**WHAT YOU ARE ASKED TO DO**
Edit every one of the records below by replacing "each instance gets its own outline" with "every instance gets a separate outline", leaving everything else as it is, and write out the edited lines without the pictures.

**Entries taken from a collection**
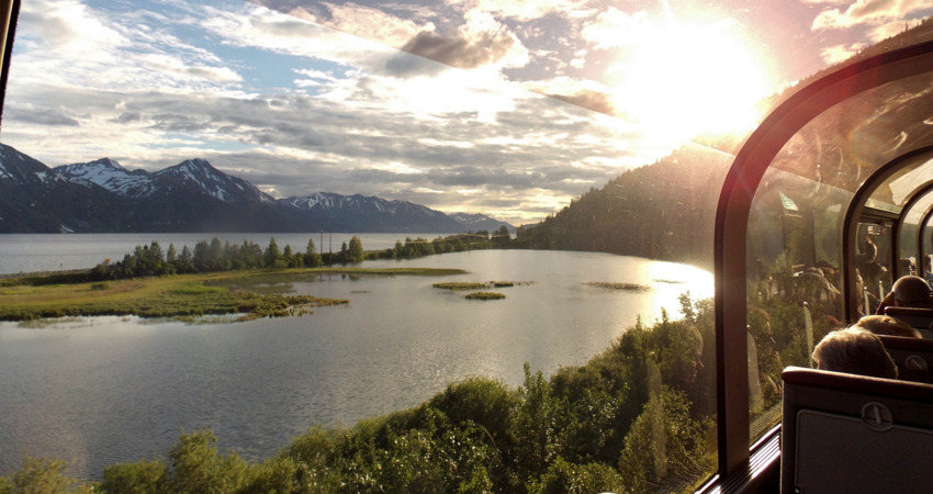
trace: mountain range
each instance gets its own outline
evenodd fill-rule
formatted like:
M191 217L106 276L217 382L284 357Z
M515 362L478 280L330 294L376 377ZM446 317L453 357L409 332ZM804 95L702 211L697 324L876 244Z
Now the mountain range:
M515 227L407 201L315 192L276 199L189 159L159 171L94 161L49 168L0 144L0 233L443 233Z

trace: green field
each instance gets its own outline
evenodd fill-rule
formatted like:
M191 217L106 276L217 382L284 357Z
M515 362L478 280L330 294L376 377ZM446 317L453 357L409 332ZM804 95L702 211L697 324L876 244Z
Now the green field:
M322 274L349 277L448 276L457 269L316 268L177 274L128 280L49 283L44 277L8 278L0 284L0 321L44 317L136 315L193 318L240 314L250 319L310 314L314 307L347 300L289 295L296 281Z

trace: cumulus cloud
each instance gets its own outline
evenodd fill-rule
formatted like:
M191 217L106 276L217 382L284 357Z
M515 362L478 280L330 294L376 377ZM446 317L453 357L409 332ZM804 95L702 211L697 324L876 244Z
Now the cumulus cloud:
M453 3L457 3L456 1ZM592 13L586 0L475 0L463 3L484 12L518 21L530 21L549 14L585 16Z
M821 49L820 56L822 57L823 61L827 63L827 65L834 65L841 61L845 61L864 47L865 45L862 43L856 43L853 45L833 45Z
M930 10L929 0L857 0L845 10L828 9L813 20L813 30L840 30L856 25L878 25Z

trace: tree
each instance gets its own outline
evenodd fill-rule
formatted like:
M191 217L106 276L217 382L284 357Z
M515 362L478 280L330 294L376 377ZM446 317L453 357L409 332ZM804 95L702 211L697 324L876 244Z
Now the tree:
M512 242L512 237L508 234L508 227L502 225L499 229L497 229L496 233L493 234L493 247L497 247L501 249L506 248L508 247L509 242Z
M274 268L276 261L282 254L279 251L279 244L276 244L276 237L272 237L269 240L269 247L266 248L266 255L263 256L263 260L266 261L266 267Z
M178 257L178 272L194 272L194 255L187 245L181 247L181 256Z
M304 251L304 265L308 268L317 268L321 263L321 255L314 248L314 240L308 238L307 249Z
M364 259L366 252L363 251L363 243L360 240L360 237L355 235L350 238L350 246L347 249L347 260L353 263L359 263Z

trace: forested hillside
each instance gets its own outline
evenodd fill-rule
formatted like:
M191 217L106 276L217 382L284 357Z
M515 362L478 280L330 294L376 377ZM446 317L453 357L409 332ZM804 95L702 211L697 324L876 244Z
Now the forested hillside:
M519 227L515 245L711 267L716 201L731 161L730 153L689 144L591 189L533 227Z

**CORRECT RESULT**
trace: mountain range
every instance gets a separate outline
evenodd fill-rule
formatted like:
M191 217L106 276L217 382L284 357Z
M515 362L478 280L330 294L376 377ZM446 317L453 357L409 332ZM804 95L702 211L697 324L876 244Z
Now the mountain range:
M515 227L407 201L315 192L276 199L189 159L159 171L94 161L49 168L0 144L0 233L443 233Z

trace: green field
every instance gets a separate outline
evenodd fill-rule
formatted like:
M191 217L106 276L217 382L284 357Z
M515 362L478 280L330 294L376 377ZM446 317L453 357L409 332ZM804 95L702 211L697 324L876 244Z
Now the green field:
M322 274L349 277L448 276L457 269L316 268L177 274L128 280L49 283L44 277L8 278L0 284L0 321L44 317L136 315L193 318L240 314L250 319L310 314L314 307L347 300L289 295L296 281Z

trace: cumulus cloud
every instance gets a separate outline
evenodd fill-rule
formatted like:
M191 217L106 276L217 382L284 357Z
M515 362L478 280L330 294L376 377ZM446 317L453 357L409 332ZM804 95L702 211L697 324L876 244Z
Now the cumulus cloud:
M453 3L457 3L456 1ZM592 13L586 0L475 0L463 3L484 12L518 21L530 21L549 14L585 16Z
M821 49L820 56L822 57L823 61L827 63L827 65L834 65L841 61L845 61L864 47L865 45L862 43L856 43L853 45L833 45Z
M930 10L929 0L857 0L845 10L828 9L813 20L813 30L840 30L856 25L878 25Z

trace: tree
every instance gets a separate outline
evenodd fill-rule
formatted like:
M191 217L106 276L217 382L284 357Z
M515 362L478 280L330 294L376 377ZM446 317L453 357L409 332ZM804 95L702 211L697 324L876 244Z
Now the tree:
M512 242L512 237L508 234L508 227L502 225L499 229L497 229L496 233L493 234L493 247L497 247L501 249L506 248L508 247L509 242Z
M274 268L276 261L282 254L279 251L279 244L276 244L276 237L272 237L269 240L269 247L266 248L266 255L263 256L263 260L266 261L266 267Z
M178 257L178 272L194 272L194 255L187 245L181 247L181 256Z
M304 251L304 265L308 268L317 268L321 263L321 255L314 248L314 240L308 238L307 249Z
M364 259L366 252L363 251L363 243L360 240L360 237L355 235L350 238L350 246L347 249L347 260L353 263L359 263Z

trace: forested hillside
every instance gets a separate outline
evenodd fill-rule
formatted like:
M191 217L106 276L217 382L284 357Z
M515 362L478 280L330 294L376 377ZM446 317L453 357L409 332ZM804 95L702 211L697 324L876 244Z
Now the forested hillside:
M519 227L515 245L711 267L716 201L731 161L730 153L689 144L591 189L533 227Z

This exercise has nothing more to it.